_EXTRACT PROVIDED_:
* * * * *

Mr. President, I rise today because I am deeply concerned that just over one year since the collapse of Lehman Brothers, a failure that helped send us to the brink of depression, Wall Street is essentially unchanged.
Congress and the SEC have not enacted any reforms. And the American people remain at risk of another financial debacle - not just because the same practices that led to the crisis 14 months ago are continuing, but from new practices which are leading to new problems and new systemic risks.
Mr. President, last year, the financial world almost came to an end. And yet most of Wall Street then believed that no government review or additional regulation was necessary - right up until the moment government had to step in to save it.
We had been assured that the system was sound. We were assured that a host of checks and balances were in place and would suffice. We were assured that:
So as the chart so straightforwardly conveys: Banks were involved in high-risk, high-return investments that were unregulated.
Then - crash. The housing bubble burst and a disaster of truly monumental proportions struck.
Americans lost $20 trillion in housing and equity value during the ensuing financial meltdown. The economy lurched into freefall and Gross Domestic Product shrunk by a staggering percentage not seen since the 1950s.
What happened next? The American taxpayer, the deep pocket and lender of last resort, had to ride to the rescue. Mr. President, we can barely even count the trillions of dollars of taxpayer money that have gone into bailing out the banks, bailing out AIG, bailing out a number of financial institutions.
And that's not including the billions of taxpayer dollars we have had to spend to stimulate the economy. Mr. President, we must never let this happen again.
Yet here we are. One year later. With no immediate crisis at hand, we are falling back into complacency. The credit default swap market remains unregulated. The credit rating agencies have not yet been reformed. And the banks are back to their old habits: paying out billions of dollars in bonuses for employees who are still engaged in high-risk, high-reward practices.

* * * * *

_DATA PROVIDED_:
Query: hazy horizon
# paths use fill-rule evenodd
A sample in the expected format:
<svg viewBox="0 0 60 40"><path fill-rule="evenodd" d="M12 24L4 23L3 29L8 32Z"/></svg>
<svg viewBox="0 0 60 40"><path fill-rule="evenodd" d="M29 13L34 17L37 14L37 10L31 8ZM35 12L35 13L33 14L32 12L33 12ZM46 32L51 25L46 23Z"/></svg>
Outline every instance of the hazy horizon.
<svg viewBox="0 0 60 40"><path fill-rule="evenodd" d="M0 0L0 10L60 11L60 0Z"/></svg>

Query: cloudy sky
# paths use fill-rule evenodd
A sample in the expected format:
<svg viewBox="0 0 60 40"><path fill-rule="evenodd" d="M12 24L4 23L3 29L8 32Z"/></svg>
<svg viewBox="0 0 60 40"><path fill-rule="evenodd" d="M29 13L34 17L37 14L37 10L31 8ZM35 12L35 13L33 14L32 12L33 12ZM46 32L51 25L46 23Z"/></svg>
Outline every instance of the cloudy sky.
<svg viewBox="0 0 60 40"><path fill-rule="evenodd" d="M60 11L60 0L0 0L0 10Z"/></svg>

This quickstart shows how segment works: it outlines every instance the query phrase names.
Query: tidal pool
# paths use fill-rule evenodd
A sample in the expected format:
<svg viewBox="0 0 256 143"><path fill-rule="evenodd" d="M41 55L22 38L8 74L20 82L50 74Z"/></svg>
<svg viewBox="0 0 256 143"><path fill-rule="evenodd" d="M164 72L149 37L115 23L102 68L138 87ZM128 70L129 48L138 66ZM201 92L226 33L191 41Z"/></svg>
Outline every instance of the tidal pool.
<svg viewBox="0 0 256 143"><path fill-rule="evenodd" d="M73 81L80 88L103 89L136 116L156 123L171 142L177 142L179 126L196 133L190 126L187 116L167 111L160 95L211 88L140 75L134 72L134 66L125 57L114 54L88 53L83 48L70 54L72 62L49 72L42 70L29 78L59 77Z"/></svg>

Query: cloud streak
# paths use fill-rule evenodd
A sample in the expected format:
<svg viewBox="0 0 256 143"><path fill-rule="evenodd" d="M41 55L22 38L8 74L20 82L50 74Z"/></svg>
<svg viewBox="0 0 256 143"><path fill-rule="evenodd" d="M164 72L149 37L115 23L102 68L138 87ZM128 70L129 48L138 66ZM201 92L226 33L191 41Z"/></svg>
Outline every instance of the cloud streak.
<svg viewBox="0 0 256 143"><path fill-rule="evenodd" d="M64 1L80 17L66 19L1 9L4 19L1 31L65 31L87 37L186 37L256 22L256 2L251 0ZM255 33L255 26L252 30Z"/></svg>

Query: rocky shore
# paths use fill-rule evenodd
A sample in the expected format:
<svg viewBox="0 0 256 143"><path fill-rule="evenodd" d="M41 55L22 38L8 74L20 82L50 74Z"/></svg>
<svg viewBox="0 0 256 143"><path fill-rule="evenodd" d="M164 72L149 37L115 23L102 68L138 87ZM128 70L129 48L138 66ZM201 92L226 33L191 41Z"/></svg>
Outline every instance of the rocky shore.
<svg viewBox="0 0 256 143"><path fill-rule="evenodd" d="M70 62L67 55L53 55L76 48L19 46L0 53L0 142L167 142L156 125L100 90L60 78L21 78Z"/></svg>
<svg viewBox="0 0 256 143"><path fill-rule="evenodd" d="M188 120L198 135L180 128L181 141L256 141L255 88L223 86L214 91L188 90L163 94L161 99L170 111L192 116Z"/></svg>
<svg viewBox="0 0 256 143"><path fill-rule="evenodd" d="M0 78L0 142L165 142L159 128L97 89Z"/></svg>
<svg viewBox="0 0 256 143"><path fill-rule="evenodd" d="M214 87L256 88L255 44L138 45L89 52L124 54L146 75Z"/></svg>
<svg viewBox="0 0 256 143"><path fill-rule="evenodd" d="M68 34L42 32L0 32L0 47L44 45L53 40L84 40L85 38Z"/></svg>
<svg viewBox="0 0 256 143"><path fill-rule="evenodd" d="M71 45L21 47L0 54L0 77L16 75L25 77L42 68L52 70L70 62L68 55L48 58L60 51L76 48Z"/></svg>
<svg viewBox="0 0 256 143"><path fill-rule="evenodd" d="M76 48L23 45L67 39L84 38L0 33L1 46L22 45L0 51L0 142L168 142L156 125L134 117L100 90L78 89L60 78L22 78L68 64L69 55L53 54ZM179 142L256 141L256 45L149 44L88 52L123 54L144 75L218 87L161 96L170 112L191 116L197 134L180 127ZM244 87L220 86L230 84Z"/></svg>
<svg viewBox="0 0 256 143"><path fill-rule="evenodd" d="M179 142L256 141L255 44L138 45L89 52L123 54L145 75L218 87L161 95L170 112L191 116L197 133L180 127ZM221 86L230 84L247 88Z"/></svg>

* * * * *

_TASKS AND EXERCISES_:
• a. In the speech on Wall Street reform, what amount of housing and equity value does the speaker say Americans lost during the financial meltdown?
• b. Carry the speech on Wall Street reform forward from its final sentence.

_RESULTS_:
• a. $20 trillion

• b.
What is the great lesson we should have learned from the Financial Debacle of 2008? When markets develop rapidly and change dramatically, when they are not regulated, and when they are not fully transparent - it can lead to financial disaster. That is what happened in the credit default swap market.
Mr. President, we must never let this happen again.
And so I look forward to working with my colleagues to regulate the derivatives markets - to ensure that credit default swaps are traded on an exchange or at least cleared through a central clearinghouse with appropriate safeguards enforced. And to enact meaningful financial regulatory reforms.
Mr. President, at the same time, we need to be looking carefully to see if these three deadly ingredients - rapid technological development, lack of transparency, and a lack of regulation - are appearing again in other markets.
Mr. President, there is no question in my mind that in today's stock markets, those three ingredients do exist. Due to rapid technological advances in computerized trading, the stock markets have changed dramatically in recent years. They have become so highly fragmented that they are opaque - beyond the scope of effective surveillance. And our regulators have failed to keep pace.
The facts speak for themselves. We've gone from an era dominated by a duopoly of the New York Stock Exchange and Nasdaq to a highly fragmented market of more than 60 trading centers. Dark pools, which allow confidential trading away from the public eye, have flourished, growing from 1.5 percent to 12 percent of market trades in under five years.
Competition for orders is intense and increasingly problematic. Flash orders, liquidity rebates, direct access granted to hedge funds by the exchanges, dark pools, indications of interest, and payment for order flow are each a consequence of these 60 centers all competing for market share.
Moreover, in just a few short years, high frequency trading - which feeds everywhere on small price differences in the many fragmented trading venues - has skyrocketed from 30 to 70 percent of the daily volume.
Indeed, the chief executive of one of the country's biggest block trading dark pools was quoted two weeks ago as saying that the amount of money devoted to high-frequency trading could "quintuple between this year and next."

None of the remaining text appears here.